Copy out the part of the entries that opens at their start and closes with the line containing "[[[124,160],[123,159],[121,159],[120,160],[119,166],[124,166]]]", both ends included, reproducing every line without change. Leave the pictures out of your answer.

### [INPUT FOR THIS TASK]
☆ ☆ ☆

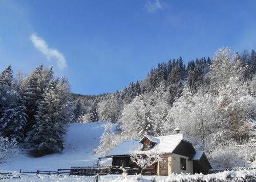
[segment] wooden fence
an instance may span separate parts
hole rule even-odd
[[[219,172],[222,172],[224,171],[237,171],[241,170],[256,170],[255,167],[237,167],[232,168],[222,168],[218,169],[210,169],[209,171],[209,173],[218,173]]]
[[[72,167],[70,175],[91,176],[99,174],[100,175],[112,174],[121,174],[123,169],[126,170],[128,174],[134,175],[139,173],[140,170],[138,168],[114,166],[95,166],[95,167]]]

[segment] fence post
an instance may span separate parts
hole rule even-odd
[[[97,174],[95,176],[95,182],[98,182],[98,180],[99,180],[99,175]]]

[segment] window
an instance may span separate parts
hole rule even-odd
[[[180,158],[180,169],[186,170],[186,159]]]
[[[124,160],[123,159],[121,159],[120,160],[119,166],[124,166]]]

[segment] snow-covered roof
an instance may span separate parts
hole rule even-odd
[[[195,155],[192,158],[192,160],[193,161],[200,161],[202,155],[204,153],[203,151],[197,151],[197,152],[195,154]]]
[[[146,136],[147,138],[148,136]],[[162,153],[172,153],[182,140],[191,143],[190,140],[182,134],[158,137],[150,137],[153,138],[151,139],[157,141],[156,146]],[[142,144],[139,143],[140,141],[140,140],[132,140],[123,142],[115,147],[106,156],[128,155],[131,150],[134,150],[136,147],[138,150],[141,150],[142,148]]]
[[[140,143],[141,143],[141,142],[142,142],[142,141],[144,140],[145,138],[147,138],[148,140],[150,140],[150,141],[151,141],[152,142],[156,143],[158,143],[159,142],[158,139],[156,137],[151,136],[150,135],[145,135],[144,137],[142,138],[141,140],[140,140]]]

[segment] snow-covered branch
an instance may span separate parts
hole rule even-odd
[[[147,151],[133,150],[130,155],[131,161],[141,167],[141,174],[144,169],[162,160],[157,146]]]

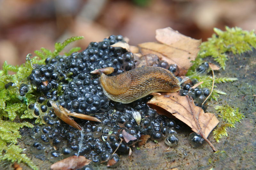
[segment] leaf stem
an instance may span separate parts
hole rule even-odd
[[[212,89],[211,90],[211,93],[210,93],[210,94],[207,96],[207,97],[206,98],[205,100],[204,100],[204,102],[203,102],[202,103],[202,106],[204,105],[204,103],[209,98],[209,97],[212,95],[212,92],[213,91],[213,88],[214,88],[214,82],[215,81],[215,77],[214,75],[214,71],[212,69]]]

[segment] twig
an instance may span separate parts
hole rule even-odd
[[[213,91],[213,88],[214,87],[214,81],[215,81],[215,78],[214,77],[214,71],[213,71],[213,70],[212,70],[212,90],[211,91],[211,93],[210,93],[210,94],[207,96],[207,97],[206,98],[205,100],[204,100],[204,102],[203,102],[202,103],[202,106],[204,105],[204,103],[206,101],[206,100],[209,98],[209,97],[210,97],[210,96],[212,94],[212,92]]]
[[[202,103],[202,105],[203,105],[205,101],[207,100],[209,97],[211,96],[212,93],[212,91],[213,90],[213,88],[214,87],[214,81],[215,81],[215,77],[214,77],[214,71],[213,70],[212,70],[212,90],[211,90],[211,93],[210,93],[210,94],[205,99],[205,100],[204,100],[204,102],[203,102]],[[202,107],[200,108],[200,109],[199,110],[199,113],[200,113],[200,112],[201,111],[201,110],[202,109]],[[204,134],[203,132],[202,131],[202,129],[199,129],[199,132],[201,134],[200,134],[200,135],[204,139],[204,140],[207,142],[207,143],[209,144],[209,145],[210,145],[210,146],[212,148],[212,150],[214,152],[216,152],[216,149],[214,147],[214,146],[212,144],[211,141],[209,141],[207,138],[206,137]]]
[[[187,99],[188,100],[190,100],[190,99],[189,98],[189,97],[188,96],[186,96],[187,97]],[[199,109],[199,111],[198,112],[198,113],[196,115],[196,115],[196,112],[195,111],[195,110],[194,109],[194,107],[193,107],[193,106],[191,105],[191,102],[188,102],[189,104],[189,107],[190,107],[190,109],[192,111],[192,113],[193,113],[193,116],[194,117],[194,120],[195,121],[195,122],[196,122],[196,126],[197,127],[198,130],[198,132],[199,132],[198,133],[201,135],[201,136],[207,142],[209,145],[210,145],[210,146],[212,148],[212,149],[214,152],[216,152],[216,149],[215,148],[215,147],[214,147],[214,146],[212,144],[211,142],[211,141],[208,140],[207,138],[205,137],[205,135],[204,134],[203,132],[203,131],[202,130],[202,128],[201,128],[200,125],[199,124],[199,121],[198,120],[198,117],[199,116],[199,115],[200,114],[200,112],[201,111],[201,110],[202,109],[202,107],[200,107],[200,109]]]

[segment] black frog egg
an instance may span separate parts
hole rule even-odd
[[[194,148],[197,148],[202,146],[204,140],[199,134],[193,132],[188,137],[189,143]]]
[[[111,165],[108,165],[107,166],[108,167],[112,168],[116,167],[120,164],[120,158],[118,155],[116,153],[115,153],[111,155],[109,158],[109,160],[113,160],[112,162],[114,162],[114,163],[113,164],[111,164]]]
[[[169,135],[164,139],[164,143],[171,147],[175,146],[178,144],[179,139],[173,134]]]

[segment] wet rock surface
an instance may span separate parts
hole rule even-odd
[[[239,108],[245,118],[241,122],[236,124],[236,128],[229,128],[228,136],[215,142],[212,134],[208,139],[219,151],[213,153],[206,143],[203,146],[193,148],[188,141],[189,134],[192,132],[185,126],[179,134],[179,144],[168,149],[168,146],[163,140],[156,143],[149,141],[139,150],[132,148],[131,159],[128,155],[120,155],[119,165],[116,169],[249,169],[256,168],[256,50],[240,55],[229,55],[225,70],[215,73],[217,76],[235,77],[238,80],[232,83],[218,85],[219,89],[226,92],[227,95],[220,96],[218,102],[209,103],[208,112],[216,113],[213,108],[216,105],[228,104]],[[216,114],[217,115],[217,114]],[[220,120],[220,119],[219,119]],[[44,155],[36,156],[31,152],[31,130],[23,128],[23,137],[19,144],[25,148],[24,152],[41,169],[49,169],[52,162]],[[138,148],[139,149],[139,148]],[[50,152],[50,149],[46,152]],[[0,169],[11,169],[12,165],[4,162]],[[29,168],[20,164],[23,169]],[[93,169],[104,169],[106,165],[92,166]],[[82,169],[84,169],[82,168]]]

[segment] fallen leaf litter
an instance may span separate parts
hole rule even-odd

☆ ☆ ☆

### [SOLUTION TO THIS TASK]
[segment] wooden fence
an instance may span separate parts
hole rule even-odd
[[[219,172],[222,172],[224,171],[237,171],[241,170],[256,170],[255,167],[237,167],[232,168],[222,168],[218,169],[210,169],[209,171],[209,173],[218,173]]]
[[[72,167],[70,175],[91,176],[99,174],[100,175],[112,174],[121,174],[123,169],[126,170],[128,174],[134,175],[139,173],[140,170],[138,168],[114,166],[95,166],[95,167]]]

[segment] fence post
an instance may span separate parts
hole rule even-odd
[[[97,174],[95,176],[95,182],[98,182],[98,180],[99,180],[99,175]]]

[segment] window
an instance may span separate parts
hole rule even-odd
[[[180,158],[180,169],[186,170],[186,159]]]
[[[124,160],[123,159],[121,159],[120,160],[119,166],[124,166]]]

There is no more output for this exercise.